### Problem description
Convert every line of the material below into a Markdown table with two columns, Row and Text. Put a sequential row number in Row and the line itself in Text, and skip blank lines.

### Data listing
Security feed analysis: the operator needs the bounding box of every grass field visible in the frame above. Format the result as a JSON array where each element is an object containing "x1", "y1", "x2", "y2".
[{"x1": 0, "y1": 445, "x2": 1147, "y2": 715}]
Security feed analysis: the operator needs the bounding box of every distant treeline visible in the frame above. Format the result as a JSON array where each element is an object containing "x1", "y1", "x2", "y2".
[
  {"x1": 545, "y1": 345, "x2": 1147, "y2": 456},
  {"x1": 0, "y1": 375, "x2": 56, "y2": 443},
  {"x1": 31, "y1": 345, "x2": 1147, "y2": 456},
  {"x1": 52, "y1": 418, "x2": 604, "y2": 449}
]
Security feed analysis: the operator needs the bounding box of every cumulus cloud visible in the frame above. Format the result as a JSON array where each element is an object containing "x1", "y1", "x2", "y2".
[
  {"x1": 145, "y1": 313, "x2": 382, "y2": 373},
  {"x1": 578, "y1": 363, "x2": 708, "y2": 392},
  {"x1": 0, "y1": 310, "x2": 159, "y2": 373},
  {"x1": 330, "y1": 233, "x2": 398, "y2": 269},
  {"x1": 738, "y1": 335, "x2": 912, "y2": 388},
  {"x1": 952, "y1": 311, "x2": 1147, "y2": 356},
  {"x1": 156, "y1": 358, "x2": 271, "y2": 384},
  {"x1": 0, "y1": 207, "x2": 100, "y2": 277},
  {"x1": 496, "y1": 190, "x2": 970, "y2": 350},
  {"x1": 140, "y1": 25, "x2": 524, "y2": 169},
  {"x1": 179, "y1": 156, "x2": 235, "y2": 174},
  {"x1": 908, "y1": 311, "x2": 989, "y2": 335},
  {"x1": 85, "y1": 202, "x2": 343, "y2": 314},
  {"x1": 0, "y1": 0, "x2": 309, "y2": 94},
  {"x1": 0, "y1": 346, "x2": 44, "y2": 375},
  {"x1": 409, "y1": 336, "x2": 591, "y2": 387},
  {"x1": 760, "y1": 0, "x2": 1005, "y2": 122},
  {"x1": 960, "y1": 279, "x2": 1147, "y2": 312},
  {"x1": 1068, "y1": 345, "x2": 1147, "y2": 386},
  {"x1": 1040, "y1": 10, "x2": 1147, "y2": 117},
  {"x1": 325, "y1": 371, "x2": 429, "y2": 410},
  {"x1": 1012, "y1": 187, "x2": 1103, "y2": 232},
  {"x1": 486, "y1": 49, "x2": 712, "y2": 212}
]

### Response
| Row | Text |
|---|---|
| 1 | Security feed analysis: the operator needs the bounding box of every grass field visible in the frame above. Format the result as a JSON array where each element is an object containing "x1", "y1", "x2", "y2". |
| 2 | [{"x1": 0, "y1": 445, "x2": 1147, "y2": 715}] |
| 3 | Security feed analysis: the operator needs the bounding box of every distant treeline visible in the frame above. Format the result as a JSON array where each element is an object containing "x1", "y1", "x2", "y2". |
| 4 | [ |
| 5 |   {"x1": 545, "y1": 345, "x2": 1147, "y2": 456}, |
| 6 |   {"x1": 0, "y1": 375, "x2": 56, "y2": 443}, |
| 7 |   {"x1": 31, "y1": 345, "x2": 1147, "y2": 456}, |
| 8 |   {"x1": 52, "y1": 418, "x2": 604, "y2": 449} |
| 9 | ] |
| 10 | Security feed analysis: the operator needs the bounding box of every cumulus cloud visible in the frame above. Format the result as a JSON array where each element is an object containing "x1", "y1", "x2", "y2". |
| 11 | [ |
| 12 |   {"x1": 145, "y1": 313, "x2": 382, "y2": 373}, |
| 13 |   {"x1": 578, "y1": 363, "x2": 708, "y2": 392}, |
| 14 |   {"x1": 0, "y1": 310, "x2": 159, "y2": 373}, |
| 15 |   {"x1": 330, "y1": 233, "x2": 398, "y2": 269}, |
| 16 |   {"x1": 738, "y1": 335, "x2": 912, "y2": 388}, |
| 17 |   {"x1": 952, "y1": 311, "x2": 1147, "y2": 356}, |
| 18 |   {"x1": 156, "y1": 358, "x2": 271, "y2": 384}, |
| 19 |   {"x1": 0, "y1": 207, "x2": 100, "y2": 277}, |
| 20 |   {"x1": 496, "y1": 190, "x2": 970, "y2": 350}, |
| 21 |   {"x1": 140, "y1": 25, "x2": 524, "y2": 169}, |
| 22 |   {"x1": 179, "y1": 156, "x2": 235, "y2": 174}, |
| 23 |   {"x1": 908, "y1": 311, "x2": 989, "y2": 335}, |
| 24 |   {"x1": 85, "y1": 202, "x2": 343, "y2": 314}, |
| 25 |   {"x1": 0, "y1": 0, "x2": 309, "y2": 94}, |
| 26 |   {"x1": 0, "y1": 346, "x2": 44, "y2": 375}, |
| 27 |   {"x1": 409, "y1": 336, "x2": 591, "y2": 387}, |
| 28 |   {"x1": 760, "y1": 0, "x2": 1005, "y2": 122}, |
| 29 |   {"x1": 960, "y1": 279, "x2": 1147, "y2": 312}, |
| 30 |   {"x1": 1068, "y1": 345, "x2": 1147, "y2": 386}, |
| 31 |   {"x1": 1040, "y1": 10, "x2": 1147, "y2": 117}, |
| 32 |   {"x1": 325, "y1": 371, "x2": 429, "y2": 410}, |
| 33 |   {"x1": 1012, "y1": 187, "x2": 1103, "y2": 232}, |
| 34 |   {"x1": 486, "y1": 49, "x2": 712, "y2": 212} |
| 35 | ] |